The request
Each record below is to be copied word for word, with pictures removed.

Data records
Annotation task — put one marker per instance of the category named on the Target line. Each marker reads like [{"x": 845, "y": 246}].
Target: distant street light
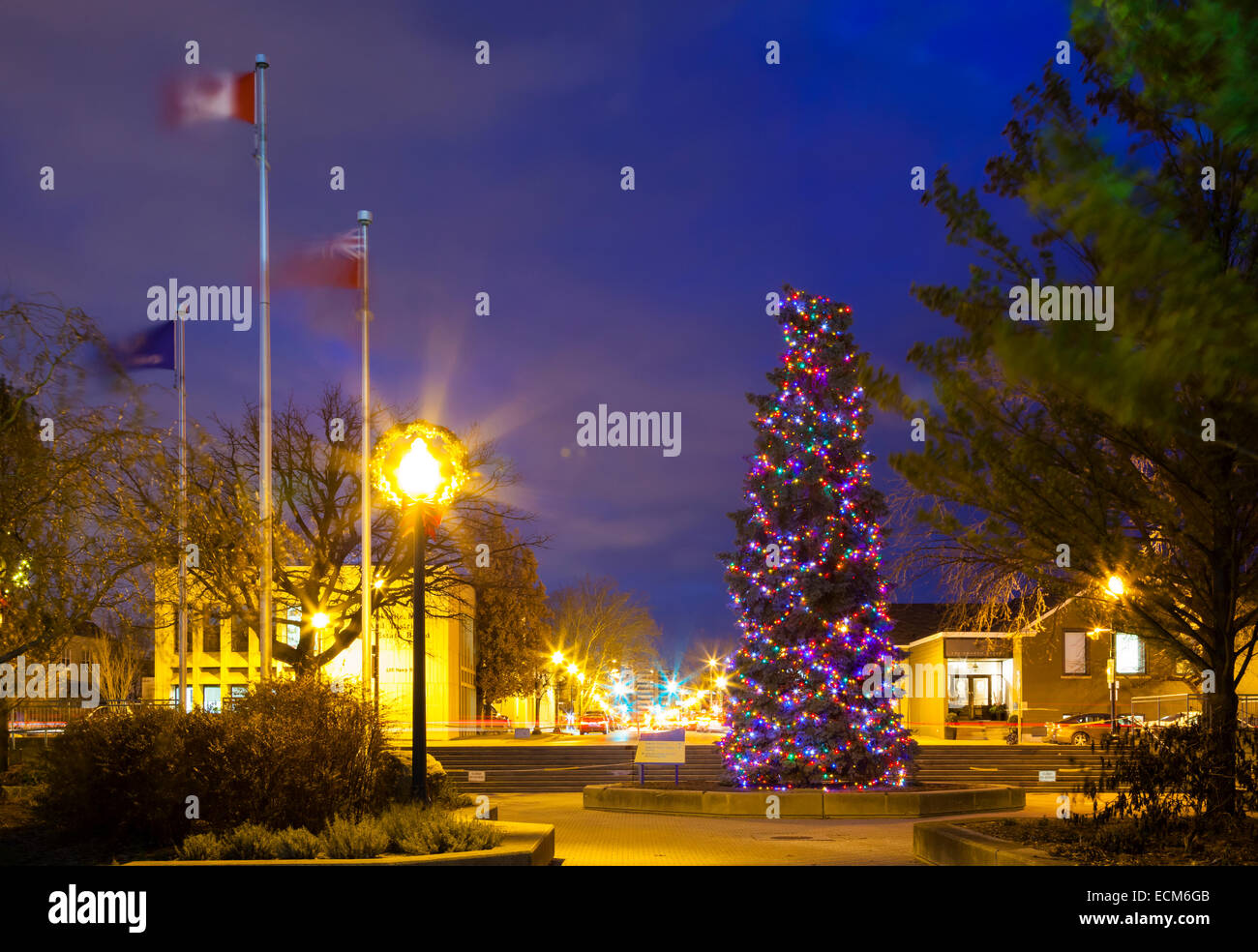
[{"x": 420, "y": 466}]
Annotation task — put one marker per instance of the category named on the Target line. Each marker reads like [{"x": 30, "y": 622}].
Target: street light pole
[
  {"x": 1116, "y": 587},
  {"x": 419, "y": 693}
]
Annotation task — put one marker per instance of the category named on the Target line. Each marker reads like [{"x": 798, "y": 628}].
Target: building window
[
  {"x": 1128, "y": 654},
  {"x": 1074, "y": 653},
  {"x": 239, "y": 636}
]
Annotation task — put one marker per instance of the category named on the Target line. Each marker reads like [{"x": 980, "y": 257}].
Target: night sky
[{"x": 506, "y": 179}]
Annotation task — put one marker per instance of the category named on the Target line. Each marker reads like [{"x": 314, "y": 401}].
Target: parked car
[
  {"x": 1085, "y": 729},
  {"x": 492, "y": 724},
  {"x": 594, "y": 721}
]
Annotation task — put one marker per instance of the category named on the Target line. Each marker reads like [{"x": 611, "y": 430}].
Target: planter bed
[
  {"x": 523, "y": 846},
  {"x": 923, "y": 800}
]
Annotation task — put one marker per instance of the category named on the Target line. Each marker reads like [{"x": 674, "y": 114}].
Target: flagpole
[
  {"x": 181, "y": 382},
  {"x": 365, "y": 313},
  {"x": 264, "y": 516}
]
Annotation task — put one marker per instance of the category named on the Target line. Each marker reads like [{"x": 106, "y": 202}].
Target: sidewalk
[{"x": 595, "y": 838}]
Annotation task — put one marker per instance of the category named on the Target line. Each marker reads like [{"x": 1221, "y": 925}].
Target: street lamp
[
  {"x": 422, "y": 466},
  {"x": 1116, "y": 588},
  {"x": 557, "y": 661}
]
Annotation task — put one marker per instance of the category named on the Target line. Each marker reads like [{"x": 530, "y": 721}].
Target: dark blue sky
[{"x": 504, "y": 179}]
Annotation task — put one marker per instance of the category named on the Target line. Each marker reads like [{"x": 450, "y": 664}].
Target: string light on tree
[{"x": 814, "y": 615}]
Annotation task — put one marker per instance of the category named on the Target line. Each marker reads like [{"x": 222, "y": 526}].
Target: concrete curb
[
  {"x": 813, "y": 804},
  {"x": 944, "y": 844},
  {"x": 524, "y": 844}
]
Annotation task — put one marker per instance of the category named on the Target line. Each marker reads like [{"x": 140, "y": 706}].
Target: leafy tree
[
  {"x": 1130, "y": 447},
  {"x": 512, "y": 617}
]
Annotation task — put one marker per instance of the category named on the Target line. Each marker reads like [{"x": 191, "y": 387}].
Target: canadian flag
[
  {"x": 328, "y": 264},
  {"x": 210, "y": 96}
]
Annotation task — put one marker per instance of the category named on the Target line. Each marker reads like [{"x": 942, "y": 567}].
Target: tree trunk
[
  {"x": 5, "y": 707},
  {"x": 1219, "y": 713}
]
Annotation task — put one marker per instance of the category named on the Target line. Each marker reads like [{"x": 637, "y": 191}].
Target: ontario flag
[
  {"x": 209, "y": 96},
  {"x": 328, "y": 264}
]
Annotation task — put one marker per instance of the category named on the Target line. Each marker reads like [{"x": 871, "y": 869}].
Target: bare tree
[
  {"x": 317, "y": 536},
  {"x": 602, "y": 629}
]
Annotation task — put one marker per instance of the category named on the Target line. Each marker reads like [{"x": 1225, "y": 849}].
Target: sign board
[{"x": 663, "y": 747}]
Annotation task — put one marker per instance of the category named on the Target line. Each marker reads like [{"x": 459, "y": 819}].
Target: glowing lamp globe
[{"x": 419, "y": 463}]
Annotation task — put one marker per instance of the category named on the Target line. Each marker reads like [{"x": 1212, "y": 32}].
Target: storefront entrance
[{"x": 976, "y": 696}]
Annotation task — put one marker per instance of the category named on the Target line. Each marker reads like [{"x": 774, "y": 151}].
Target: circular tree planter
[{"x": 816, "y": 804}]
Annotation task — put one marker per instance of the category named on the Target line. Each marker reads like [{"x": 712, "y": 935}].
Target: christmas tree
[{"x": 805, "y": 578}]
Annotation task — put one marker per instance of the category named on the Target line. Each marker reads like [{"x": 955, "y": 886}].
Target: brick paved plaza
[{"x": 598, "y": 838}]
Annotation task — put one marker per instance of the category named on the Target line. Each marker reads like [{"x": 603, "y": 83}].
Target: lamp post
[
  {"x": 375, "y": 642},
  {"x": 419, "y": 465},
  {"x": 557, "y": 661},
  {"x": 1116, "y": 590}
]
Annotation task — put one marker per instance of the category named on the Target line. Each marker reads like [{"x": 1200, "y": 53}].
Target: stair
[{"x": 544, "y": 768}]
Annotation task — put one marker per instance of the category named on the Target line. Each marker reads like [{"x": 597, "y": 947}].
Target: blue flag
[{"x": 152, "y": 350}]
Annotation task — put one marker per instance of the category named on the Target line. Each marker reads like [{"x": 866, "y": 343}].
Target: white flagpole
[
  {"x": 264, "y": 625},
  {"x": 181, "y": 382},
  {"x": 365, "y": 314}
]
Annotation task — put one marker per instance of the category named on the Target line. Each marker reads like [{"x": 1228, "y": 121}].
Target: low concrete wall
[
  {"x": 524, "y": 844},
  {"x": 944, "y": 844},
  {"x": 814, "y": 804}
]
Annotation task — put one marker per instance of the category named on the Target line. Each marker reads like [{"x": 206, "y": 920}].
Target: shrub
[
  {"x": 451, "y": 834},
  {"x": 415, "y": 830},
  {"x": 297, "y": 844},
  {"x": 121, "y": 771},
  {"x": 1166, "y": 776},
  {"x": 441, "y": 789},
  {"x": 200, "y": 847},
  {"x": 346, "y": 839},
  {"x": 289, "y": 755},
  {"x": 297, "y": 754},
  {"x": 250, "y": 840}
]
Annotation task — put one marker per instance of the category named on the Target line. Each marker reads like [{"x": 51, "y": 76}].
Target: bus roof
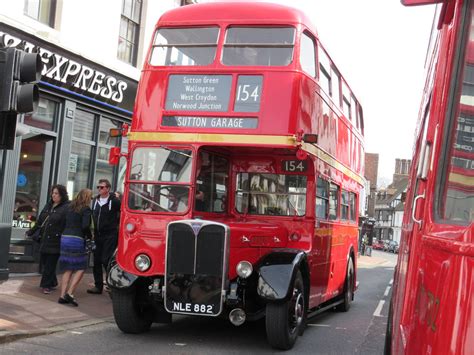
[{"x": 242, "y": 13}]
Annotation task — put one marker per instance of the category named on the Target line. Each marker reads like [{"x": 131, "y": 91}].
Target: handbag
[
  {"x": 90, "y": 246},
  {"x": 37, "y": 234}
]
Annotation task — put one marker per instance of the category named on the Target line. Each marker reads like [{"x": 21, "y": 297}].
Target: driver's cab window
[{"x": 212, "y": 177}]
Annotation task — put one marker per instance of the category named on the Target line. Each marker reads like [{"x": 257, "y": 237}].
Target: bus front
[{"x": 216, "y": 187}]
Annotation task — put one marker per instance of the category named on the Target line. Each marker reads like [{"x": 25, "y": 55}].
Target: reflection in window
[
  {"x": 158, "y": 197},
  {"x": 352, "y": 205},
  {"x": 268, "y": 46},
  {"x": 322, "y": 199},
  {"x": 161, "y": 164},
  {"x": 307, "y": 55},
  {"x": 184, "y": 46},
  {"x": 271, "y": 194},
  {"x": 150, "y": 168},
  {"x": 457, "y": 192}
]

Solution to this exercise
Annotation task — put one marker per instance of the category named on the Target line. Each marker reads like [{"x": 845, "y": 246}].
Target: distant street light
[{"x": 420, "y": 466}]
Annotation task — put one marker per instance of the category named on the Target line. Each marker reads like [{"x": 30, "y": 622}].
Target: street light pole
[
  {"x": 1116, "y": 587},
  {"x": 419, "y": 693}
]
Annotation task — put one marker per instance of the category named on the Target line. Each marker reads like [{"x": 798, "y": 628}].
Target: building window
[
  {"x": 1128, "y": 654},
  {"x": 1074, "y": 653},
  {"x": 239, "y": 636}
]
Annotation task — put one marker per instance of the category named on the Target line. Each marker reads like [{"x": 980, "y": 257}].
Target: night sky
[{"x": 506, "y": 179}]
Annotation task — put one marker per instance of the category named on the Target line. Each marker reads like [{"x": 314, "y": 401}].
Target: parked car
[
  {"x": 1085, "y": 729},
  {"x": 492, "y": 724},
  {"x": 594, "y": 721}
]
Annotation task — put one marker per instance of the category named on the Target line. Each marker reads like [{"x": 611, "y": 430}].
Target: planter bed
[
  {"x": 523, "y": 846},
  {"x": 923, "y": 800}
]
Annotation task — put one marker per instance of the category named on the Target line. Each marker reads like [{"x": 674, "y": 114}].
Target: flagpole
[
  {"x": 181, "y": 382},
  {"x": 365, "y": 313},
  {"x": 264, "y": 516}
]
Annotation task — put one marker per instance of the category named on the Target line. Each marker reads like [{"x": 106, "y": 202}].
Target: sidewalk
[{"x": 595, "y": 838}]
Annotation task — put one marker per instance of the category named on the Target line. Each marker reads like [{"x": 1221, "y": 925}].
Target: street lamp
[
  {"x": 422, "y": 466},
  {"x": 1116, "y": 588},
  {"x": 557, "y": 661}
]
Annotation task — put one marker per instance of the category named on the Target line. Each marker reads like [{"x": 530, "y": 721}].
Target: dark blue sky
[{"x": 504, "y": 179}]
Annotation task — put one marker per instance of the category named on the Target line. Each marker reads like [{"x": 450, "y": 664}].
Target: string light on tree
[{"x": 814, "y": 615}]
Annotation task — put one marker per instance of the category named on the Target line. Each marker reads like [{"x": 222, "y": 526}].
Target: concrete curb
[
  {"x": 813, "y": 804},
  {"x": 944, "y": 844},
  {"x": 524, "y": 844}
]
Annotation task — put one marker per instance of the category named on the Target line. Each marker reads like [{"x": 140, "y": 706}].
Target: leafy tree
[
  {"x": 1130, "y": 447},
  {"x": 512, "y": 617}
]
Annotation task — put one marker per instance of the category named on the Target line. Each marker reads like [{"x": 191, "y": 387}].
Target: canadian flag
[
  {"x": 328, "y": 264},
  {"x": 210, "y": 96}
]
Annotation task — put one marker per instance of the category named on the Target line. Each marker reads like [{"x": 942, "y": 567}].
Target: tree trunk
[
  {"x": 5, "y": 707},
  {"x": 1219, "y": 713}
]
Annotation task — put one marker per instance of the category named on the Target line. Each marker reads like [{"x": 637, "y": 191}].
Target: ontario flag
[
  {"x": 209, "y": 96},
  {"x": 328, "y": 264}
]
Annotation task — put one marker per instance of the category named on the Target line. Each marker reads like [{"x": 871, "y": 869}].
Target: bare tree
[
  {"x": 317, "y": 536},
  {"x": 602, "y": 629}
]
Annotation task — put one marker per instance of the category named on the Target line. Each marker reads like [{"x": 1225, "y": 849}].
Target: sign board
[{"x": 663, "y": 747}]
Annotation task — put one marker per instance of the category named on the Target line. Each marker reads like [{"x": 459, "y": 819}].
Target: glowing lamp globe
[{"x": 419, "y": 463}]
Annotation task — put one marker per instance of the category named on the Target line. Each marker reads like [{"x": 1212, "y": 32}].
Target: storefront entrance
[{"x": 976, "y": 696}]
Annotation task — put one marker per instance of the category named on the Target line. Each marker reads like [{"x": 774, "y": 151}].
Target: circular tree planter
[{"x": 816, "y": 804}]
Annotation task — put one marker per instance of the category named on the Target line. Each marker reads like [{"x": 712, "y": 935}].
Target: christmas tree
[{"x": 805, "y": 578}]
Annotation task — put one marker per instance of the category named on the Target line. Each marker reads like [{"x": 955, "y": 886}].
Target: brick paved plaza
[{"x": 598, "y": 838}]
Annotation task — put one marker per instance of the category named on the Target line. Each marker reads like [{"x": 603, "y": 83}].
Target: lamp post
[
  {"x": 375, "y": 642},
  {"x": 419, "y": 465},
  {"x": 557, "y": 661},
  {"x": 1116, "y": 590}
]
Annotation task — put one marker per instance of the category named on the Target line. Each marker reads like [{"x": 1200, "y": 53}].
Target: stair
[{"x": 544, "y": 768}]
Annotation task — put one marker per instance of the category named on the Target line. Each marker reads like [{"x": 597, "y": 947}].
Target: blue flag
[{"x": 152, "y": 350}]
Annotation task — put one marker per instance of the category named on the Target line. Each marker reads like [{"x": 866, "y": 343}].
Target: white flagpole
[
  {"x": 264, "y": 625},
  {"x": 181, "y": 382},
  {"x": 365, "y": 314}
]
Annotation task — put one marker per instance of the category named on the Target line. Each marker reads like [{"x": 1228, "y": 121}].
Target: low concrete wall
[
  {"x": 524, "y": 844},
  {"x": 944, "y": 844},
  {"x": 814, "y": 804}
]
Annotation task — put one marker per instance of the category named on the Target line. Each marker reads like [{"x": 206, "y": 920}].
Target: shrub
[
  {"x": 451, "y": 834},
  {"x": 415, "y": 830},
  {"x": 297, "y": 844},
  {"x": 121, "y": 771},
  {"x": 1166, "y": 776},
  {"x": 441, "y": 789},
  {"x": 200, "y": 847},
  {"x": 346, "y": 839},
  {"x": 289, "y": 755},
  {"x": 297, "y": 754},
  {"x": 250, "y": 840}
]
Annotation task — put one marker per instance of the category named on the Target line. Each marker reads like [{"x": 51, "y": 76}].
Target: bus roof
[{"x": 242, "y": 13}]
Annotation task — put one marker per instance of the category named on the Target line. Each marker reads like [{"x": 131, "y": 91}].
Target: handbag
[
  {"x": 90, "y": 246},
  {"x": 37, "y": 234}
]
Annotation task — put one marker per instance of the category named on the Target line. Each marker reads like [{"x": 21, "y": 297}].
Target: driver's cab window
[{"x": 212, "y": 177}]
Annotation task — put one marker per instance of the category named on the Target line. Each marker reads like [{"x": 257, "y": 237}].
Target: bus front
[{"x": 216, "y": 187}]
Annotation task — put one marker per instance of the category named on the Target line. Each marker reads like [{"x": 25, "y": 55}].
Target: reflection in window
[
  {"x": 158, "y": 197},
  {"x": 352, "y": 205},
  {"x": 268, "y": 46},
  {"x": 322, "y": 199},
  {"x": 161, "y": 164},
  {"x": 307, "y": 55},
  {"x": 184, "y": 46},
  {"x": 271, "y": 194},
  {"x": 150, "y": 168},
  {"x": 457, "y": 192}
]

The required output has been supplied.